Write down each entry precisely as given.

- [Data provided]
....................

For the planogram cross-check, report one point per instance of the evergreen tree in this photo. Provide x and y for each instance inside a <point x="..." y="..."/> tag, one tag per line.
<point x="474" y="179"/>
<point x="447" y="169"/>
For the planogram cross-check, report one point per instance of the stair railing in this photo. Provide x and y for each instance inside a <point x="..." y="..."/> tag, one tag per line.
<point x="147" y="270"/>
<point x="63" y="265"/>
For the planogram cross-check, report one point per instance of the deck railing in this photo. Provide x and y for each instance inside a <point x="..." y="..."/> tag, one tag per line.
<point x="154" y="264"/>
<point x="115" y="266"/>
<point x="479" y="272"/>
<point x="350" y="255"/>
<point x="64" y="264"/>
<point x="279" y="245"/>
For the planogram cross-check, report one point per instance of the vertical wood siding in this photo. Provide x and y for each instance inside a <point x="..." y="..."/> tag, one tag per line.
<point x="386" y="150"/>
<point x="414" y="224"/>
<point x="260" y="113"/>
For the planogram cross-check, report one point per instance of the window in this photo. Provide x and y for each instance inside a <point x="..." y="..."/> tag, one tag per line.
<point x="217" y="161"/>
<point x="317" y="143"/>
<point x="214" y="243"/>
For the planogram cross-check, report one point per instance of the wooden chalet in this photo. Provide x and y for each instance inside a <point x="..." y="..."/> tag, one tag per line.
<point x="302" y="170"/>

....................

- [Finished task]
For the planogram cross-check, report one point per instance of the evergreen tree in this photo. Provide x and y for each instance inside a <point x="..." y="..."/> tag, one tag per line.
<point x="474" y="179"/>
<point x="447" y="169"/>
For the planogram cross-check, report one point per instance of the stair railing in this photo. Provide x and y for each instance inside a <point x="..." y="..."/> tag, one tag per line.
<point x="147" y="270"/>
<point x="63" y="265"/>
For the planogram cross-check, report one point per instance of the deck railing in this photo. Provide x and y for each instance inside a <point x="..." y="..."/> tag, one tag per line.
<point x="154" y="264"/>
<point x="115" y="266"/>
<point x="479" y="272"/>
<point x="350" y="255"/>
<point x="64" y="264"/>
<point x="279" y="245"/>
For the planogram cross-check, report one point per instance of the vertical wood siding in this photo. Provide x and y for each instance inside a <point x="..." y="..."/> tag, one tag per line.
<point x="386" y="150"/>
<point x="414" y="224"/>
<point x="260" y="113"/>
For the planogram cross-check, report one point per instance of the window in this photo. Provide x and y for each instance inside a <point x="..." y="..."/> tag, one tag per line.
<point x="217" y="161"/>
<point x="317" y="143"/>
<point x="214" y="243"/>
For the planogram cross-check, report one point per instance of the wooden chalet in this photo. Provide x and y for each instance inside a <point x="..." y="..."/> tag, one tag per line.
<point x="302" y="170"/>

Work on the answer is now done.